[Phrase grounding data]
********
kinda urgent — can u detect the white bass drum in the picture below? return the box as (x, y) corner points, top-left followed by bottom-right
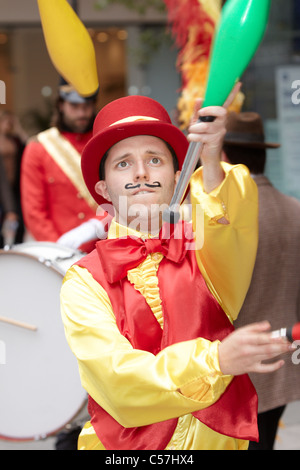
(0, 242), (87, 441)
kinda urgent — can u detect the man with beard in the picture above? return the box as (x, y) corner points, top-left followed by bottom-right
(21, 79), (107, 253)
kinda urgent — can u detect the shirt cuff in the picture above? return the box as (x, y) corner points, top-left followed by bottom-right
(179, 340), (233, 402)
(190, 162), (234, 223)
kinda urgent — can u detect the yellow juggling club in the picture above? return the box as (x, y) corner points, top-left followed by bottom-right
(37, 0), (99, 97)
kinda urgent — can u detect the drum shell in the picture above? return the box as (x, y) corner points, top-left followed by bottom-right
(0, 242), (87, 441)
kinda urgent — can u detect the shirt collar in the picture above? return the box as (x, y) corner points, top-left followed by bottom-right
(107, 218), (157, 240)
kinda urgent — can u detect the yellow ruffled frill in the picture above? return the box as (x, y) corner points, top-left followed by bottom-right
(127, 253), (164, 329)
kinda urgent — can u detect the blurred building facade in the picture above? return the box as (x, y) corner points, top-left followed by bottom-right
(0, 0), (180, 135)
(0, 0), (300, 197)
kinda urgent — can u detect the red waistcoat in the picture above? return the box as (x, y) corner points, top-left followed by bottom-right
(76, 228), (258, 450)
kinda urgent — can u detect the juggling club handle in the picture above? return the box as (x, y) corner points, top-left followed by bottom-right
(199, 116), (216, 122)
(271, 323), (300, 342)
(163, 116), (215, 224)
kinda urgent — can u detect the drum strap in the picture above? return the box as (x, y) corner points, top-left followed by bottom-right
(37, 127), (98, 211)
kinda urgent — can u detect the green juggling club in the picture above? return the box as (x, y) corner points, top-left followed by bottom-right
(164, 0), (271, 224)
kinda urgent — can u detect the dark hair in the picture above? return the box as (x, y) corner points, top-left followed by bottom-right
(223, 144), (266, 175)
(50, 96), (96, 133)
(99, 139), (179, 180)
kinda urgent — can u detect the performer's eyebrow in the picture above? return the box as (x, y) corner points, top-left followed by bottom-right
(112, 149), (164, 161)
(111, 153), (132, 163)
(144, 149), (170, 159)
(146, 149), (163, 155)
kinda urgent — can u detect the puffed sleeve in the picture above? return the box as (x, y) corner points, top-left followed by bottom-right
(190, 162), (258, 322)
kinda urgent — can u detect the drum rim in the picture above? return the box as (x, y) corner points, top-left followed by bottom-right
(0, 398), (88, 442)
(0, 249), (67, 276)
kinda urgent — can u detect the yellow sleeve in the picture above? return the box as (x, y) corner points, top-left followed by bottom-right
(60, 265), (232, 428)
(190, 162), (258, 321)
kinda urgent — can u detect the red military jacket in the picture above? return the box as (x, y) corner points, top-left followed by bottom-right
(21, 130), (98, 252)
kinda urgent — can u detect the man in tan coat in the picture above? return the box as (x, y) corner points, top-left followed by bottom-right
(224, 112), (300, 450)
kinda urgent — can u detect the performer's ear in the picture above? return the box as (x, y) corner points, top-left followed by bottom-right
(95, 181), (112, 202)
(174, 170), (181, 187)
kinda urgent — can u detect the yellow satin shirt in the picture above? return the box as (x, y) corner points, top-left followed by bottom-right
(60, 163), (258, 450)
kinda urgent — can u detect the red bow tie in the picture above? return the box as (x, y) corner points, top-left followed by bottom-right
(96, 222), (191, 283)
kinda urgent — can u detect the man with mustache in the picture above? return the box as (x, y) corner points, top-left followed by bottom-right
(61, 91), (292, 451)
(21, 79), (106, 253)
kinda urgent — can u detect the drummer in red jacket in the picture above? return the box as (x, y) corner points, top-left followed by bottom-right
(21, 79), (109, 253)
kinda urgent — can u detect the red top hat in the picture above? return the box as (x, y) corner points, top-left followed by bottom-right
(81, 95), (189, 206)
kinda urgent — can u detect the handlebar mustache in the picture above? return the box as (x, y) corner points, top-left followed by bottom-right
(125, 182), (161, 190)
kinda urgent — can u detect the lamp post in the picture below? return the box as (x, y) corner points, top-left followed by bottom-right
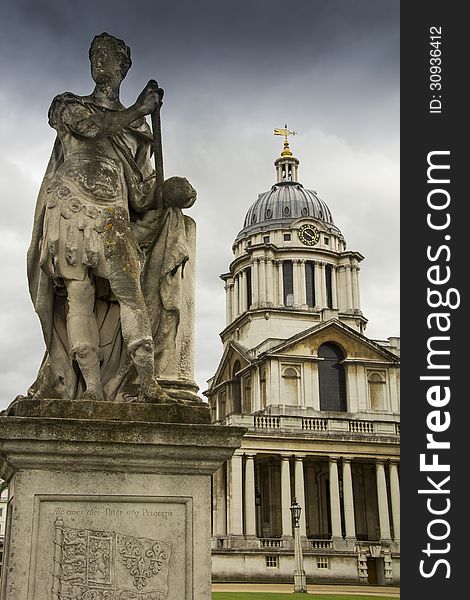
********
Copy the data above line for line, skipping every picture.

kinda urgent — can u detect the white bass drum in the picture below? return the box as (x, y) corner points, top-left followed by bottom-right
(0, 242), (87, 441)
kinda urgent — can u detect the man with beard in the picture above? return the box as (x, y) corner points, top-left followed by bottom-right
(21, 79), (107, 253)
kinda urgent — can u detect the shirt cuff in the picture above? return the box as (x, y) corner points, top-left followed by bottom-right
(179, 340), (233, 402)
(190, 162), (234, 223)
kinda urgent — can u detect the yellow juggling club in the picture above? return the box as (x, y) corner points, top-left followed by bottom-right
(37, 0), (99, 97)
kinda urgent — can u detect the drum shell in the picture above? return the box as (x, y) corner points, top-left followed by bottom-right
(0, 242), (87, 441)
kinda urgent — can u detect the shirt collar in the picture above? return the box as (x, y) corner points, top-left followed by bottom-right
(107, 218), (157, 240)
kinda urgent — can u detect the yellow ruffled frill in the picture above? return the box as (x, y) corner points, top-left followed by bottom-right
(127, 253), (164, 329)
kinda urgent — can u detect the blurred building facade in the picture above? return the box as (x, y) corner points, top-left followed by bottom-right
(0, 0), (180, 135)
(0, 0), (300, 197)
kinda urgent — can u detect the red waistcoat in the picture above? return the box as (x, y) corner points, top-left followed by bottom-right
(76, 228), (258, 450)
kinda urgent — can u detect the juggling club handle in the picture above? return the box as (x, y) corner points, top-left followed by bottom-right
(199, 116), (216, 122)
(271, 323), (300, 342)
(163, 116), (215, 224)
kinda urgent — can u detect the drum strap in the picture above? return the box as (x, y) corner points, top-left followed by bottom-right
(37, 127), (98, 211)
kinda urgent — can u detect the green juggling club in the picture above? return the box as (x, y) corner points, top-left followed by bottom-right
(164, 0), (271, 224)
kinda urgent — can u detect the dark hair in the picture above? return the box as (x, y) corner points, top-left followed by bottom-right
(223, 144), (266, 175)
(50, 96), (96, 133)
(99, 139), (179, 180)
kinda urgent — can u detect the performer's eyebrow in the picture above? return the box as (x, y) corner points, top-left followed by bottom-right
(112, 149), (164, 161)
(111, 153), (132, 163)
(144, 149), (170, 159)
(146, 149), (163, 155)
kinda urgent — can u detect the puffed sleeve in the picture above? return the box as (x, y) corner points, top-left followed by bottom-right
(190, 162), (258, 322)
kinda urgent — can u detect the drum rim in the picture above? return the box as (x, y) corner points, top-left followed by bottom-right
(0, 398), (88, 442)
(0, 249), (67, 276)
kinda urgent — can u detect the yellow sleeve in the picture above? return the box as (x, y) corner points, top-left followed by bottom-right
(60, 265), (232, 428)
(190, 162), (258, 321)
kinda urgent — can u detect the red military jacket in the picture above? return the box as (x, y) corner points, top-left followed by bottom-right
(21, 130), (98, 252)
kinda urgent — can u detect the man in tan coat in the picture above? return the box as (x, y) corner points, top-left followed by bottom-right
(224, 112), (300, 450)
kinda urgent — can u detect the performer's ear in the picture above? return the box as (x, y) corner points, top-left followed by bottom-right
(95, 181), (112, 202)
(174, 170), (181, 187)
kinda urgent — can u detect the yellow satin shirt in the picture above? return the box as (x, y) corner points, top-left followed by bottom-right
(60, 163), (258, 450)
kinda urgent — can u detect the red bow tie in the picture above? return the box as (x, y) corner points, top-left followed by bottom-right
(96, 222), (191, 283)
kinda urgent — can u detect the man with mustache in the picture above? return the box as (x, y) corner points, top-left followed by bottom-right
(61, 91), (292, 451)
(21, 79), (106, 253)
kinda urgent — can u detect the drummer in red jacket in the picture above? return the box as (x, y) corner points, top-left followed by bottom-right
(21, 79), (109, 253)
kinda urgent — can u detect the red top hat in the picture above? return the box as (x, y) corner points, top-left followed by bottom-right
(81, 95), (189, 206)
kinda urgent — can u detect the handlebar mustache in the picture above? return the box as (x, y) corner points, top-left followed by bottom-right
(125, 182), (161, 190)
kinda urgent — can u detect the lamp post in the picture below? return the box as (x, y) corner points, top-left followed by bottom-right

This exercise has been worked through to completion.